* Task list:
1) Answer these from the article on the Tehran attack, one line each:
(a) At least how many people were killed in the attack?
(b) Which news outlet did Ali Khedery talk to?
(c) What past job does the article give for Ali Khedery?
2) Name every country and city in the article on the Tehran attack.
3) Write the next part of the article on the Tehran attack, picking up after its last sentence.
[[ Text open ]]
Friday, June 9, 2017

Saudi Arabia -Iran must rethink its own support for terror following attack, says analyst

JEDDAH: The militant attack in the Iranian capital on Wednesday, in which at least 12 people were killed, has increased the need for Tehran to rethink its own support for terrorist groups, an analyst said.
Talking to Arab News on Wednesday, political analyst and former US diplomat Ali Khedery said the principal lesson for Iran from these attacks “is that this is what terrorism looks like and feels like in real life.”
He added: “Perhaps they should stop being the world’s largest sponsor of terrorism, because again, this is what it feels like to be victims of terrorism and of senseless violence against civilians.”
Khedery said any terrorist attack anywhere in the world is something sad and unfortunate.
“However, given that the regime in Tehran is the world’s largest state-sponsor of terrorism, they have for once got a taste of their own medicine,” he said. “This should be a reminder to them of what it looks like when innocent civilians suffer from terrorism.”
[[ Text closed ]]
[[ Data excerpts open ]]
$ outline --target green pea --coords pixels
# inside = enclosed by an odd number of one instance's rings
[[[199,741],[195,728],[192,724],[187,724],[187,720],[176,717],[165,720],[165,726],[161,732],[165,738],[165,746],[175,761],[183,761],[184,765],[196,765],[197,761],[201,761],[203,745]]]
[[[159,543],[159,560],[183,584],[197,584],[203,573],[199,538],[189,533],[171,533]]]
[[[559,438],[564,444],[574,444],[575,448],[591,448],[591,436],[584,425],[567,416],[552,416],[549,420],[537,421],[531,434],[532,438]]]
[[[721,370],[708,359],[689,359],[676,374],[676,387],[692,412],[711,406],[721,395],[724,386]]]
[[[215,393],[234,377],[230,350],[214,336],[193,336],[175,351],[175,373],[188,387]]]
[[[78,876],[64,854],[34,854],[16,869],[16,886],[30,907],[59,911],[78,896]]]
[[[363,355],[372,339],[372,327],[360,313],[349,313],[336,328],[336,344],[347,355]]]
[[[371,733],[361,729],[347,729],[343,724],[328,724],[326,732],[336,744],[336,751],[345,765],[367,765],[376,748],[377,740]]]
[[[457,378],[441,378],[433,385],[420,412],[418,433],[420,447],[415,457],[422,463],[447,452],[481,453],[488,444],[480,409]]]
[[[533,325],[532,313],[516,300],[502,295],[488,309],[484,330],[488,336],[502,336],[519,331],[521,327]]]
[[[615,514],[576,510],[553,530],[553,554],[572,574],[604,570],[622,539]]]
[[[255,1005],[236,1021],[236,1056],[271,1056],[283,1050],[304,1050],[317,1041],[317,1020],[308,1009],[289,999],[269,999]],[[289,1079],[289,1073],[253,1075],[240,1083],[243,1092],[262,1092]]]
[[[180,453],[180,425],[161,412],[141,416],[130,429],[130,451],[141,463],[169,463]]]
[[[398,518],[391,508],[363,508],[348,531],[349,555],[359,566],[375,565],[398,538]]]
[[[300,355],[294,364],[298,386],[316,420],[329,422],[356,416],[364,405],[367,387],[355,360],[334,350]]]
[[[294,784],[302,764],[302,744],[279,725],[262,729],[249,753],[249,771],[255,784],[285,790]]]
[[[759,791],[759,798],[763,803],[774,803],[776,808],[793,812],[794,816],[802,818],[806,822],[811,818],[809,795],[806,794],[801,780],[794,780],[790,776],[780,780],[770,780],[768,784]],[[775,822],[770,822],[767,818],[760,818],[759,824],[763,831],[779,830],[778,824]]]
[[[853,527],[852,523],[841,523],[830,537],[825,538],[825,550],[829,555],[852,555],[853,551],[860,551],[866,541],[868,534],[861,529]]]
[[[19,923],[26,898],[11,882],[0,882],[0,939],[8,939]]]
[[ Data excerpts closed ]]
* Answers in order:
1)
(a) 12
(b) Arab News
(c) US diplomat

2) Saudi Arabia, Iran, Jeddah, Tehran, US

3)
He said Iran has been a leading global state-sponsor of terrorism since the Islamic Revolution of 1979.
“It has had a role in many terrorist attacks, beginning with the US Embassy hostage crisis in Tehran during which American diplomats were held for 444 days. Then Iran participated in the bombing of the US Embassy in Beirut in 1982 and the Marine barracks in 1983. Iran had a role in the Khobar Towers bombing in Saudi Arabia in 1996, and the terrorist attack on Jewish targets in Argentina in the late 1990s,” said Khedery.
Tehran “continues to support, for example, the Taliban and the Shiite militias in Iraq, and it has played an active role in the holocaust being carried out by the Assad regime (in Syria), not to mention the support for leading terrorist organizations such as Al-Qaeda, Hezbollah, and more recently the Houthis in Yemen.”
As to why was the Iranian leadership played down the terror attacks, Khedery said Iran is used to exporting terrorism and it is humiliating for the regime to be seen now as victims of terrorism.
“They don’t want to show that they do not have complete control within their borders and within their capital. They do not want to accept that Daesh was allegedly able to carry out attacks in the heart of Tehran, and in two of the most important and sensitive sites of the government — the Parliament and Imam Khomeini’s mausoleum,” said Khedery.
Khedery added that nobody knows with certainty that the attack was carried out by Daesh.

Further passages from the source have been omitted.